* **TASKS FOR THIS EXERCISE**:
1/ Decide whether each statement below agrees with the document excerpt on transferring ROI data to molecules. Answer yes or no for each, and quote the words of the text that decide it.
(a) The "Region" feature is transferred from "Assay9" to "Assay8".
(b) The molecule summary counts "S2_N" and "S2_orf1ab" across all regions.
(c) The ratio divides the "S2_orf1ab" count by the "S2_N" count.
2/ Proceed with the document excerpt on transferring ROI data to molecules, starting right after its final line of code.

-------- DOCUMENT EXCERPT --------

6 Transfer ROI to Molecule Data

To assess whether molecules are enriched in hyaline membrane zones. This allows us to tag each molecule with the region it resides in — helping quantify infection by zone.

vrSpatialNames(vr2_merged_acute1, assay = "all")
vrMainSpatial(vr2_merged_acute1[["Assay9"]]) <- "main_reg"
vr2_merged_acute1 <- transferData(object = vr2_merged_acute1, 
                                  from = "Assay9", 
                                  to = "Assay8", 
                                  features = "Region")

6.1 Summary of Molecule Counts

s2_summary_hyaline <- Metadata(vr2_merged_acute1, assay = "Xenium_mol") %>%
  filter(gene %in% c("S2_N", "S2_orf1ab"), Region == "Hyaline Membrane") %>%
  summarise(S2_N = sum(gene == "S2_N"), 
            S2_orf1ab = sum(gene == "S2_orf1ab"), 
            ratio = sum(gene == "S2_N")/sum(gene == "S2_orf1ab")) %>% 
  as.matrix()

-------- DATA UNDER STUDY --------

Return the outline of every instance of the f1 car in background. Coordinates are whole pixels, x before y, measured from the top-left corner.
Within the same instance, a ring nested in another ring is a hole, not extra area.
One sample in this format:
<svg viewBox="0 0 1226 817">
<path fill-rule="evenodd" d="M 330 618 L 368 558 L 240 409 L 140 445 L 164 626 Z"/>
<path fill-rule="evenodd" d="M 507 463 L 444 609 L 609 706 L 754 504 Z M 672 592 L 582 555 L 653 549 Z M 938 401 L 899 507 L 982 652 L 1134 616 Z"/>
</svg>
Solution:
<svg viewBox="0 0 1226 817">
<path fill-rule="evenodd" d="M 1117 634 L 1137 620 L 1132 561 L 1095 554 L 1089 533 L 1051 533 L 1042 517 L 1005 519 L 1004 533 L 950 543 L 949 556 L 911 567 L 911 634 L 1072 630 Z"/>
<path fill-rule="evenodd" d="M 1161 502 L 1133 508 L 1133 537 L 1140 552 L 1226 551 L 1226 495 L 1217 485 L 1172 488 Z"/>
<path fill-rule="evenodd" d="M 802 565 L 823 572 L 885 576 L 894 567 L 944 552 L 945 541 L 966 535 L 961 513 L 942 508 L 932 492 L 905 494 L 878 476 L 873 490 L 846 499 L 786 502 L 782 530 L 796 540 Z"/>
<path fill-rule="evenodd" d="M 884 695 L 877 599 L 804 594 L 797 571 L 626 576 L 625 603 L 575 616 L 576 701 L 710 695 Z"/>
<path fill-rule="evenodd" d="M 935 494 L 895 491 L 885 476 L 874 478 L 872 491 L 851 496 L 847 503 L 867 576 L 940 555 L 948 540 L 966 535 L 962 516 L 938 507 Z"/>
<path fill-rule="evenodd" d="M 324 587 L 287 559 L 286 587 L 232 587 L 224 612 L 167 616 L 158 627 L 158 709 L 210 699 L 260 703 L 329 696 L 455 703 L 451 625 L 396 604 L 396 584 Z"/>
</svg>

--------

* **ANSWERS PER TASK**:
1/
(a) Yes: from = "Assay9", to = "Assay8", features = "Region".
(b) No: Region == "Hyaline Membrane".
(c) No: ratio = sum(gene == "S2_N")/sum(gene == "S2_orf1ab").

2/
s2_summary_hyaline
##       S2_N S2_orf1ab    ratio
## [1,] 50323     32769 1.535689

🧠 Interpretation: S2_N / S2_orf1ab ratio informs us about viral replication. A higher ratio indicates more active replication. So from this observation, we can say the viral is growing within the hyaline membrane.

If you wonder why we use ratio instead of expression, see the Explanation section in here.


7 Interactive Visualization

After knowing the viral is growing within the hyaline membrane, we want to explore more about the Xenium dataset. The annotation step doesn’t show here but bascially just annotate the cells base on their gene expression.

Here, we have a cell type called “H.I. Cells”, which means highly infected cells.

We also curious about whether there is a region have lots of “H.I. Cells” and is COVID-19 highly active in the region or not.

## Use can use Rstduio locally, You can use this function.
as.AnnData(vr2_merged_acute1, assay = "Assay7", file = "../workshop/data/ondisk/COVID19/vr2_merged_acute1_annotated_registered.zarr", 
           flip_coordinates = TRUE, create.ometiff = TRUE, name = "main", channel = "H&E")


# If you use Docker, use this function! But the function may not as flexible as the function above
# vrSpatialPlot(vr2_merged_acute1, assay = "Xenium",channel = "H&E", group.by = "CellType", interactive = TRUE)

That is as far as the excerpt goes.